**SUPPLIED ENTRIES:**
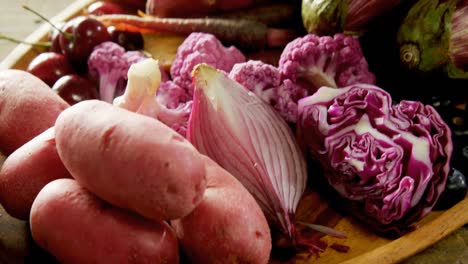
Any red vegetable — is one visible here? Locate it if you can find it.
[95,15,295,50]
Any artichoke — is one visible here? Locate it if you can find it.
[301,0,401,35]
[397,0,468,78]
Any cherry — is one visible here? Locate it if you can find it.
[52,74,99,105]
[87,1,126,16]
[26,52,74,87]
[107,26,143,50]
[58,16,112,70]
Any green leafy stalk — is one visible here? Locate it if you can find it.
[23,5,73,41]
[301,0,347,35]
[397,0,460,72]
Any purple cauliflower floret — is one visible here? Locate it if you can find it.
[229,60,281,104]
[156,81,192,137]
[274,79,309,123]
[229,60,308,123]
[278,33,375,94]
[88,41,146,103]
[171,32,245,96]
[297,84,453,236]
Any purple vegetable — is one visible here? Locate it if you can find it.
[298,84,452,235]
[88,41,146,103]
[279,33,375,94]
[229,60,308,123]
[171,32,245,96]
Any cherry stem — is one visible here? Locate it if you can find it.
[22,5,73,41]
[0,34,52,48]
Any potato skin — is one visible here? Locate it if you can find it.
[171,158,272,264]
[30,179,179,264]
[55,100,206,220]
[0,69,69,155]
[0,127,71,220]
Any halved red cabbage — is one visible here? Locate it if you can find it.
[298,84,452,235]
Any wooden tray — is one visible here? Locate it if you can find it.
[0,0,468,264]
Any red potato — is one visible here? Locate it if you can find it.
[55,100,206,220]
[171,158,272,264]
[0,127,71,220]
[30,179,179,264]
[0,69,69,155]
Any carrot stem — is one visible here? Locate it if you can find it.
[95,14,276,50]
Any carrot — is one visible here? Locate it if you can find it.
[146,0,272,17]
[95,14,295,50]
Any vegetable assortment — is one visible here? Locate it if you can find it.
[0,0,468,263]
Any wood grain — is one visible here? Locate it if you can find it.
[0,0,74,61]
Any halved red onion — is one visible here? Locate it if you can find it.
[187,64,307,238]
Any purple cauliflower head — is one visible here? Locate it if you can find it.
[297,84,452,235]
[278,33,375,94]
[229,60,281,103]
[229,60,308,123]
[156,81,192,137]
[88,41,146,103]
[171,32,245,96]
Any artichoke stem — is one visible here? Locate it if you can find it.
[400,44,421,69]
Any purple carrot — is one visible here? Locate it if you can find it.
[212,3,301,26]
[94,14,296,51]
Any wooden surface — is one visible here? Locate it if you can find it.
[0,0,74,61]
[0,0,468,264]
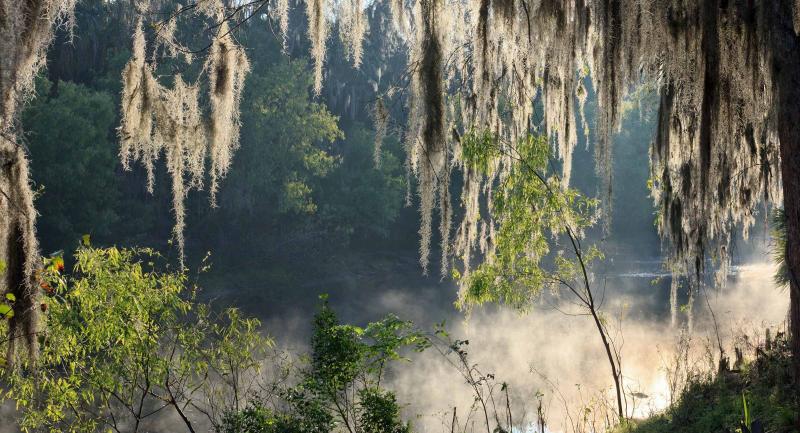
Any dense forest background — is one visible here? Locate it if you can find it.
[6,0,788,433]
[22,0,672,320]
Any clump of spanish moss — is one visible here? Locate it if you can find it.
[339,0,367,68]
[0,0,75,366]
[119,1,250,260]
[306,0,329,95]
[372,98,389,168]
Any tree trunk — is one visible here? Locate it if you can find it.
[0,144,39,366]
[771,0,800,389]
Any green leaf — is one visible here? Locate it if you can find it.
[0,304,14,319]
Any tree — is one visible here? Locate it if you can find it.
[4,245,271,433]
[220,296,430,433]
[454,131,627,418]
[22,79,119,251]
[0,0,75,363]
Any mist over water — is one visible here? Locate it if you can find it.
[250,243,788,432]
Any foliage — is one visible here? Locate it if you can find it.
[220,297,430,433]
[0,246,271,432]
[630,334,800,433]
[770,208,790,287]
[318,125,405,240]
[456,134,601,310]
[22,78,119,251]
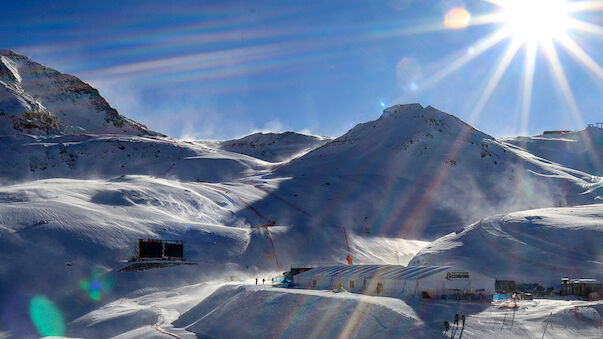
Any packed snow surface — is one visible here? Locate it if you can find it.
[411,204,603,287]
[216,132,331,162]
[0,50,603,338]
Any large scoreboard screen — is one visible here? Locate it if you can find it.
[138,239,163,258]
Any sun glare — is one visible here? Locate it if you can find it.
[501,0,569,42]
[417,0,603,131]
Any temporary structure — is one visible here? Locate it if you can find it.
[293,265,494,298]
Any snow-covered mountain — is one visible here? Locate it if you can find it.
[502,127,603,176]
[0,51,603,337]
[0,50,159,135]
[410,204,603,286]
[217,132,331,162]
[243,104,602,246]
[0,135,269,183]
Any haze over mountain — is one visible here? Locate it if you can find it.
[0,51,603,337]
[217,132,331,162]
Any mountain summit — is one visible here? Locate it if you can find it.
[0,50,159,135]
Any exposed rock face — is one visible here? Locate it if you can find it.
[0,50,159,135]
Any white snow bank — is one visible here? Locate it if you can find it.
[411,204,603,288]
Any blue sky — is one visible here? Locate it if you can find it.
[0,0,603,139]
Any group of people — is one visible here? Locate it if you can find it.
[255,278,274,285]
[444,313,465,333]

**TASK INSTRUCTIONS:** Can you rewrite all of the data above as a numbered list, one line per item, with blank lines dropped and the pictures left out?

**SOLUTION TO THE PROBLEM:**
1. Any red vegetable — is one visible here? Locate it if you can find it.
2. [95,15,295,50]
3. Any artichoke — is one visible here? Locate it if you can find it.
4. [301,0,401,35]
5. [397,0,468,78]
6. Any cherry — is one visible here? Locate it if you can find it.
7. [52,74,99,105]
8. [87,1,126,16]
9. [26,52,74,87]
10. [107,26,143,50]
11. [58,16,112,70]
12. Any green leafy stalk — is one visible here? Locate it if you can find it.
13. [23,5,73,41]
14. [301,0,347,35]
15. [397,0,460,72]
16. Any purple cauliflower floret — is one visible here? Locate it if you can find it.
17. [229,60,281,104]
18. [156,81,192,137]
19. [274,79,309,123]
20. [229,60,308,123]
21. [278,33,375,94]
22. [88,41,146,103]
23. [171,32,245,96]
24. [297,84,453,236]
25. Any purple vegetable — is one visible here? Locate it if you can find it.
26. [298,84,452,235]
27. [88,41,146,103]
28. [279,33,375,94]
29. [229,60,308,123]
30. [171,32,245,96]
31. Any cherry stem — is one visible here? Locate it if you can find it.
32. [22,5,73,41]
33. [0,34,52,48]
34. Any potato skin — is one visible here? Locate it if you can find it.
35. [171,158,272,264]
36. [30,179,179,264]
37. [55,100,206,220]
38. [0,69,69,155]
39. [0,127,71,220]
40. Any halved red cabbage — is one visible here? Locate it if you can find it.
41. [298,84,452,235]
42. Any wooden tray — is one visible here? Locate it if you can find it.
43. [0,0,468,264]
44. Any red potato — is one visible here? Locate it if you can find it.
45. [55,100,206,220]
46. [171,158,272,264]
47. [0,127,71,220]
48. [30,179,179,264]
49. [0,69,69,155]
50. Any carrot stem — is one visible here? Locate it if you can find it.
51. [95,14,276,50]
52. Any carrot — is one visible here? Locate it if you can find it.
53. [146,0,272,17]
54. [95,14,295,50]
55. Any vegetable assortment — is one visible here? Locate it if you can find it.
56. [0,0,468,263]
57. Any wood grain — is one visible here? Locate it if you can find it.
58. [0,0,74,61]
59. Any halved red onion — is one visible here? Locate it if you can find it.
60. [187,64,307,238]
61. Any purple cauliflower head — is one visible here? Locate it if you can find it.
62. [297,84,452,235]
63. [278,33,375,94]
64. [229,60,281,103]
65. [229,60,308,123]
66. [156,81,192,137]
67. [88,41,146,103]
68. [171,32,245,96]
69. Any artichoke stem — is one visible here? Locate it if you can find it.
70. [400,44,421,69]
71. Any purple carrot — is one visible here? Locate it if you can find it.
72. [212,3,301,26]
73. [94,14,296,51]
74. Any wooden surface — is one visible here? Locate it if you can find it.
75. [0,0,74,61]
76. [0,0,468,264]
77. Any dense forest background — is one visible here? Locate it if you can find it.
78. [6,0,788,433]
79. [22,0,672,320]
80. Any clump of spanish moss — is one visible here? Locate it if you can find it.
81. [339,0,367,68]
82. [0,0,75,366]
83. [119,1,250,260]
84. [306,0,329,95]
85. [372,98,389,168]
86. Any tree trunk — is one visible here? Locate it if you can find it.
87. [0,144,39,366]
88. [771,0,800,389]
89. Any green leaf — is one visible here? Locate it if you can find it.
90. [0,304,14,319]
91. Any tree — is one visible here? Locate it if you can find it.
92. [4,245,271,433]
93. [220,296,430,433]
94. [454,131,627,418]
95. [22,79,119,251]
96. [0,0,75,363]
97. Any mist over water — is one visible here? Locate it if you can find it.
98. [250,243,788,432]
99. Any foliage — is one visible here? Locate it if you can find it.
100. [220,297,430,433]
101. [0,246,271,432]
102. [630,334,800,433]
103. [770,208,790,287]
104. [318,125,405,240]
105. [456,134,601,310]
106. [22,78,119,251]
107. Any packed snow surface — is one visible here? Locate it if you can find it.
108. [411,204,603,287]
109. [216,132,331,162]
110. [0,50,603,338]
111. Any large scoreboard screen — is one visible here? Locate it if you can find it.
112. [138,239,163,258]
113. Any sun glare — is one visible here? Locate it if you can find it.
114. [501,0,569,42]
115. [417,0,603,131]
116. Any temporary structure — is one visible here? Locate it if you can find it.
117. [293,265,494,298]
118. Any snow-covered mountain — is one visible here? Locate it if you can find it.
119. [502,127,603,176]
120. [0,51,603,337]
121. [0,50,159,135]
122. [410,204,603,286]
123. [217,132,331,162]
124. [243,104,602,246]
125. [0,135,269,183]
126. Any haze over mountain — is one visible here? Locate it if you can find it.
127. [0,51,603,337]
128. [217,132,331,162]
129. Any mountain summit — is one visible here? Locate it if you can find it.
130. [0,50,159,135]
131. Any exposed rock face — is one visible here? Locate it if you can find it.
132. [0,50,159,135]
133. Any white snow bank — is one visible here? Locate it if you can find it.
134. [411,204,603,288]
135. Any blue sky — is one visible here? Locate it if you can find it.
136. [0,0,603,139]
137. Any group of people — is one visible here? Locate it if you can find it.
138. [255,278,274,285]
139. [444,313,465,333]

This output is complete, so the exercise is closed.